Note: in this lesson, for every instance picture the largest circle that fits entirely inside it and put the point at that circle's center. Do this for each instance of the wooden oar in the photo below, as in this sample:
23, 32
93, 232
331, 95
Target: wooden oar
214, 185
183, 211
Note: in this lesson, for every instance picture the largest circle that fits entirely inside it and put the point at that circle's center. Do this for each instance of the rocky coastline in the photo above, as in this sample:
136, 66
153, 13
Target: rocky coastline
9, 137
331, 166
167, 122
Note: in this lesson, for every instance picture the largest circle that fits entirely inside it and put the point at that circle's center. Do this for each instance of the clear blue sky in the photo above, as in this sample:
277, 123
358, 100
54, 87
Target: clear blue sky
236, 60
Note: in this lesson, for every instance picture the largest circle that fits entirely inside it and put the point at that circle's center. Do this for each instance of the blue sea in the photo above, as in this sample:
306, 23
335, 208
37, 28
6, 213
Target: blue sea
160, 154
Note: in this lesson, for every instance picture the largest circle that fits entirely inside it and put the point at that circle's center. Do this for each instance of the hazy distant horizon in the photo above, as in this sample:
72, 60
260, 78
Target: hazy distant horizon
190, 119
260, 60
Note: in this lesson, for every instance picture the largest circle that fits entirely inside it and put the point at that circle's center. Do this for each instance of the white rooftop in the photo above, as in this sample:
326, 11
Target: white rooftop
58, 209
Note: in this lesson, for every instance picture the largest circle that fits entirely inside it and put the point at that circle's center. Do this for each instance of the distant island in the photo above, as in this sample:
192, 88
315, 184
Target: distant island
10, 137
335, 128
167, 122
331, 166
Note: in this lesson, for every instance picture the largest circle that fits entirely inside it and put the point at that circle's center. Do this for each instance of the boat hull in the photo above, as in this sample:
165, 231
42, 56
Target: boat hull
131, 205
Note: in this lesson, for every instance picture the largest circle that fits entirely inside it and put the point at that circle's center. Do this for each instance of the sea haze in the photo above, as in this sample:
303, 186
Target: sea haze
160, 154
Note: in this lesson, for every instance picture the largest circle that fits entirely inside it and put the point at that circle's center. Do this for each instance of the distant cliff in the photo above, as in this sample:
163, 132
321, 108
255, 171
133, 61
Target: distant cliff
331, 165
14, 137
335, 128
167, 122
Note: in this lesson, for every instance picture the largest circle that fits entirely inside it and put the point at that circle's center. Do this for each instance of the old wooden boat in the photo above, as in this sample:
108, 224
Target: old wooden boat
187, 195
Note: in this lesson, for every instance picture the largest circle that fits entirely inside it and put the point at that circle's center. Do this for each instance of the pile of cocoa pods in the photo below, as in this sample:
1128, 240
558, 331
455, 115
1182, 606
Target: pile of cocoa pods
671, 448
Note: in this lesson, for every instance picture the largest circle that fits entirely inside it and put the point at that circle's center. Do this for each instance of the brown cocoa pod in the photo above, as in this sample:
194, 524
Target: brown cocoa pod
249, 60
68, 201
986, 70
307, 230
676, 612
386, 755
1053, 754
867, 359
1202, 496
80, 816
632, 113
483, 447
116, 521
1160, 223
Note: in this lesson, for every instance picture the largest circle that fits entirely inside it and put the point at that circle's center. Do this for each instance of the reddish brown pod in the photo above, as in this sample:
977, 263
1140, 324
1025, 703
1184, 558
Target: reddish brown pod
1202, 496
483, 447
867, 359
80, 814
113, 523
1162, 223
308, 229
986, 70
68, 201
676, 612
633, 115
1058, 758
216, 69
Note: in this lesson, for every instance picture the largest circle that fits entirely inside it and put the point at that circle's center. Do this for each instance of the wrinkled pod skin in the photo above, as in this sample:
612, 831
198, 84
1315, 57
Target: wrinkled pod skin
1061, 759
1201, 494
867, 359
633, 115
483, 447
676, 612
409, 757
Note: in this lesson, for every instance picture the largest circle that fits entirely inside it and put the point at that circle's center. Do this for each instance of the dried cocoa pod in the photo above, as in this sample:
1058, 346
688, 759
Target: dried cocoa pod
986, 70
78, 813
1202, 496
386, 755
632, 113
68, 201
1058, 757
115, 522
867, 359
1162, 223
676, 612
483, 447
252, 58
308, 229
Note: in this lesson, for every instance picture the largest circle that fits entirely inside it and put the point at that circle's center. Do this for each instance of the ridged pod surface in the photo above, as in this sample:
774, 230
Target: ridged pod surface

■ ■ ■ ■ ■ ■ ■

The listing above should be transcribed in full, exactly as written.

Note: in this lesson, for every instance picture the largest circle that fits entirely inside it and put the point at that circle's center. Do this for each instance of the wooden oar in the photo below, as in this sample:
23, 32
93, 232
331, 95
Target: wooden oar
214, 185
183, 211
Note: in this lesson, for every instance picture the largest circle that fits entirely inside it and put the point at that circle's center. Do this for each instance of the rocky coastline in the photo above, as in this sample:
136, 66
153, 13
Target: rocky coastline
9, 137
331, 166
167, 122
Note: in this lesson, for every instance picture the largest circle that fits entirely inside it and put the point at that circle's center. Do this for each instance of the clear blue sky in the photo above, as in this sample:
277, 123
358, 100
54, 87
Target: clear blue sky
236, 60
Note: in this lesson, for every instance picture the largest circle that fits entirely inside it and put the point at that circle's center. Do this for each instance of the blue sea in the photo above, as in this sample:
306, 23
335, 208
37, 28
6, 213
Target: blue sea
160, 154
Note: in this lesson, for every instance picture the largest circle that fits entirely inside it and put the point at that circle's center. Do this for each instance of the hazy distant horizon in the photo above, as in this sample:
72, 60
260, 78
Target: hazy distant horizon
190, 119
260, 60
Note: in this lesson, for every instance picture the largest circle that fits entirely inside it and put the point at that circle's center. Do this for each instance of the white rooftop in the photo above, as in this sample:
326, 11
Target: white rooftop
58, 209
Note: in this lesson, for every instance picture the largest circle that fits entirely inside it and put the point at that circle's center. Do this for each instance of the distant island in the photo above, as in this sample:
192, 88
315, 184
Target: distant island
10, 137
335, 128
167, 122
331, 166
Note: in this lesson, for every instance picture the largest circle that fits entirely inside it and put the point at that circle's center. Do this for each instance of the boat hull in the photo above, as in this sample:
165, 231
42, 56
Target: boat hull
131, 205
Note: in this lesson, for every instance picture the largest circle that fits entirely inside it and put the point at that circle's center. Do this for each instance of the sea haze in the photo above, as in this sample:
303, 186
Target: sea haze
160, 154
Note: in this lesson, for every instance picture the largest circle that fits entirely inside it and put the point at that circle's center. Do this for each instance of the distant cliff in the photo above, as in this sample:
163, 132
321, 108
255, 171
133, 61
Target: distant cliff
331, 165
14, 137
335, 128
167, 122
Note: in this lesson, for every instance picture the largest circle that fits entirely inside it and put the point at that circle's center. Do this for each instance of the old wooden boat in the photo above, as in this sample:
108, 224
Target: old wooden boat
187, 195
Note: in this lesson, for every instance picture the largest circle that fits entirely inside it and put the point at that circle's center. Do this for each instance of the pile of cocoa pods in the photo below, as in this sample:
1128, 240
558, 331
455, 115
1182, 606
Target: pile of cocoa pods
671, 448
Note: in this lesson, for every instance picture the largest circle that fits entirely inside it and put the point at that circle's center. Do this for each instance of the brown cocoa pod in the photo above, as in this sample:
194, 524
Target: brown cocoa pod
249, 60
68, 201
986, 70
307, 230
676, 612
386, 755
1053, 754
867, 359
1202, 496
80, 816
632, 113
483, 447
116, 521
1160, 223
Note: in this lesson, for every instance picture the largest circle that fits entirely inside it and put the point at that circle's center. Do this for each instance of the reddish brown pod in the photo above, as in this sample:
977, 263
1140, 324
1025, 703
1184, 558
Target: reddish brown pod
1202, 496
483, 447
867, 359
80, 814
113, 523
1162, 223
308, 229
986, 70
68, 201
676, 612
633, 115
1058, 758
216, 69
Note: in this lesson, for every instance picture the largest circle that fits entirely inside it and put the point at that circle's center. Do this for each instance of the wrinkled pod skin in the photo above, as in this sample:
612, 831
198, 84
1315, 57
Target: wrinkled pod skin
1061, 759
1201, 494
867, 359
633, 115
483, 447
676, 612
409, 757
Note: in this lesson, for every instance picture the largest circle that fits entirely inside it and put the point at that circle's center. Do this for each instance of the dried cocoa pod in the photo above, as in this sample:
1058, 346
688, 759
Target: dried cocoa pod
986, 70
78, 813
1202, 496
386, 755
632, 113
68, 201
1058, 757
115, 522
867, 359
1162, 223
676, 612
483, 447
252, 58
308, 229
Note: in this lesson, for every instance picture the largest circle that fits entirely inside it and put the point at that circle's center. Do this for each instance of the ridged pod surface in the photo above, as in this sample:
774, 230
Target: ridged pod surface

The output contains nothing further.